FRAGMENTY DANYCH:
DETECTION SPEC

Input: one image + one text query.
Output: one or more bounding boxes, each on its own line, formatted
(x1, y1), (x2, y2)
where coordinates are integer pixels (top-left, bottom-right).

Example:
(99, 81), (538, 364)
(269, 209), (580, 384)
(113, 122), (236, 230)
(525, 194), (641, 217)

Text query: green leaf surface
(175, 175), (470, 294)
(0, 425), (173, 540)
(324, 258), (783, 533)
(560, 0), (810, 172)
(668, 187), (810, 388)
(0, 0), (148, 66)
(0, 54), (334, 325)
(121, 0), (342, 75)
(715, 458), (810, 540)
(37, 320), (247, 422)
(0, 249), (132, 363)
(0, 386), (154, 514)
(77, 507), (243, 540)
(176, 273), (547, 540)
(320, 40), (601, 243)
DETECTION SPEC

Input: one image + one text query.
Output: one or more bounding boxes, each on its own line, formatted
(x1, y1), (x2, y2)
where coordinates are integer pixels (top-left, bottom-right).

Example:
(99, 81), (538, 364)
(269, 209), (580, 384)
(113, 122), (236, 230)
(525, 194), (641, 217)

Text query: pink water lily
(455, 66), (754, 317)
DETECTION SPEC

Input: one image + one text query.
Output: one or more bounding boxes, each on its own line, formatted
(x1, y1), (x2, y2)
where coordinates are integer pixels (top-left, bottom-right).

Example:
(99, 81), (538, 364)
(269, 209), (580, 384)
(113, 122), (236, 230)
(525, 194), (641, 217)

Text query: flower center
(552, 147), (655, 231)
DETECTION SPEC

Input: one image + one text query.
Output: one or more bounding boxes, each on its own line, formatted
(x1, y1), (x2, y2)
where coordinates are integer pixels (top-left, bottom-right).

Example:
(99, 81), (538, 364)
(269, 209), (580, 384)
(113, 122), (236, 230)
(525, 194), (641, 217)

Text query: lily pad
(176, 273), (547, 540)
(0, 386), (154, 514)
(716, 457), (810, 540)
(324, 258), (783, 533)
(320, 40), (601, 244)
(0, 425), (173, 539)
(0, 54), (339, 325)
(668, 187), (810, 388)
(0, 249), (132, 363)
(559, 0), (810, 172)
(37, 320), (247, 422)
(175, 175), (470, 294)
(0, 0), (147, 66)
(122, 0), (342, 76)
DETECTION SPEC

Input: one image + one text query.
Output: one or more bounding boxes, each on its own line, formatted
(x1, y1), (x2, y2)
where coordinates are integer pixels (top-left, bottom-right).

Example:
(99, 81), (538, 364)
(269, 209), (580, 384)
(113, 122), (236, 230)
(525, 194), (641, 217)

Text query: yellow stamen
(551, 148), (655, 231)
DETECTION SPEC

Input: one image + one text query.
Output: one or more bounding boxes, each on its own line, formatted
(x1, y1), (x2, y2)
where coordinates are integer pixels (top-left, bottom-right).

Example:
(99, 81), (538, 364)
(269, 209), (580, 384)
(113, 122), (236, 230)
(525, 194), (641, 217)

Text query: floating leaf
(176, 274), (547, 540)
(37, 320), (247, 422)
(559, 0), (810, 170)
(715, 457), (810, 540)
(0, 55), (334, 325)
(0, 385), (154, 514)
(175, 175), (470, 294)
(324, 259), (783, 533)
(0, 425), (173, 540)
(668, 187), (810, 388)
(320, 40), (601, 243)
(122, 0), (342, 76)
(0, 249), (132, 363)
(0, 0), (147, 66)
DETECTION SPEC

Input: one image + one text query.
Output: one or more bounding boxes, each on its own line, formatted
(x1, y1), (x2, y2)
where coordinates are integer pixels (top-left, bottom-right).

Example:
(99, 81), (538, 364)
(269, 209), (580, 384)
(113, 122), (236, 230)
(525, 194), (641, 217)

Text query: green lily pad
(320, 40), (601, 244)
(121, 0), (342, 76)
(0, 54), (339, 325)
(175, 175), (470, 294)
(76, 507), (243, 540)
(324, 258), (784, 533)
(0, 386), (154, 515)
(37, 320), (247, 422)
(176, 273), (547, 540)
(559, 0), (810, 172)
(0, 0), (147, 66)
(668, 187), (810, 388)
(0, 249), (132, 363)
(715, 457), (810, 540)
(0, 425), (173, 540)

DO WYKONANIA:
Przepisz bez żadnych zmian wszystkie rekordy zamieszczone powyżej, zachowując kolejność i podział na wiersze.

WYNIK ZADANIA:
DETECTION SPEC

Input: one image + one text query.
Output: one or more bounding boxes, each on its own line, formatted
(x1, y1), (x2, y2)
where coordinates are integer pixels (top-left, bottom-right).

Example:
(99, 81), (538, 364)
(269, 209), (580, 384)
(113, 122), (236, 230)
(525, 194), (641, 217)

Text query: green leaf surface
(175, 175), (470, 294)
(0, 425), (173, 540)
(324, 258), (783, 533)
(560, 0), (810, 172)
(668, 187), (810, 388)
(0, 0), (148, 66)
(0, 54), (334, 325)
(121, 0), (342, 75)
(715, 458), (810, 540)
(37, 320), (247, 422)
(0, 249), (132, 363)
(0, 386), (154, 514)
(77, 507), (243, 540)
(176, 273), (547, 540)
(320, 40), (601, 243)
DETECTION SPEC

Input: one image + one text query.
Output: one or more bounding boxes, each on its own line, formatted
(x1, y1), (x2, y2)
where coordinates are integer pixels (top-left, bottom-right).

Example:
(99, 81), (538, 364)
(269, 209), (580, 384)
(113, 122), (236, 230)
(525, 194), (641, 217)

Text query: pink water lily
(455, 66), (754, 317)
DETECTION SPEC

Input: one image + one text query.
Output: one or more bounding boxes, each on its own line, formatted
(x1, y1), (x2, y2)
where coordinates are integer pixels (top-left, bottom-right).

Example:
(99, 81), (538, 364)
(269, 209), (580, 384)
(113, 122), (236, 230)
(525, 194), (641, 217)

Text query: flower center
(552, 147), (655, 231)
DETECTION SPEC

Input: one image + one text query.
Output: one or more bounding boxes, each on its own line, formatted
(x1, y1), (x2, y2)
where coordinates are integer pixels (top-left, bottom-right).

Example:
(99, 81), (538, 364)
(269, 209), (580, 384)
(113, 122), (236, 230)
(525, 194), (641, 217)

Text query: lily pad
(176, 273), (547, 540)
(0, 386), (154, 514)
(716, 457), (810, 540)
(324, 258), (783, 533)
(320, 40), (601, 244)
(0, 425), (173, 539)
(0, 54), (339, 325)
(668, 187), (810, 388)
(0, 249), (132, 363)
(559, 0), (810, 172)
(37, 320), (247, 422)
(175, 175), (470, 294)
(0, 0), (147, 66)
(122, 0), (342, 76)
DETECTION SPEC

Input: one image + one text query.
Output: one or more bounding boxes, each on its own line, formatted
(x1, y1), (x2, y2)
where coordinates are integer pixels (top-left, bottom-right).

Example:
(99, 81), (538, 364)
(269, 209), (580, 384)
(113, 122), (236, 230)
(525, 194), (641, 217)

Text query: yellow stamen
(551, 148), (655, 231)
DETECTION SPEC

Input: one image + one text query.
Output: one or more bounding boxes, each on its own line, formatted
(x1, y1), (x2, y2)
where coordinates are integer pixels (top-left, bottom-right).

Example:
(99, 81), (538, 364)
(269, 209), (580, 384)
(113, 122), (236, 230)
(525, 194), (641, 217)

Text query: floating leaf
(176, 274), (547, 540)
(37, 320), (247, 422)
(559, 0), (810, 170)
(715, 457), (810, 540)
(0, 55), (334, 325)
(0, 385), (154, 514)
(175, 175), (470, 294)
(324, 259), (783, 533)
(0, 425), (173, 540)
(668, 187), (810, 388)
(320, 40), (601, 243)
(122, 0), (342, 76)
(0, 249), (132, 363)
(0, 0), (147, 66)
DETECTION SPEC

Input: one image + one text query.
Output: one or more bounding boxes, each on its own line, formatted
(x1, y1), (x2, y2)
where coordinates are integer pixels (top-left, bottom-right).

Example:
(99, 81), (538, 364)
(269, 209), (580, 384)
(113, 122), (236, 230)
(525, 194), (641, 217)

Text query: green lily pad
(320, 40), (601, 244)
(121, 0), (342, 76)
(0, 54), (339, 325)
(175, 175), (470, 294)
(76, 507), (243, 540)
(324, 258), (784, 533)
(0, 386), (154, 515)
(37, 320), (247, 422)
(176, 273), (547, 540)
(559, 0), (810, 172)
(0, 0), (147, 66)
(668, 187), (810, 388)
(0, 249), (132, 363)
(715, 457), (810, 540)
(0, 425), (173, 540)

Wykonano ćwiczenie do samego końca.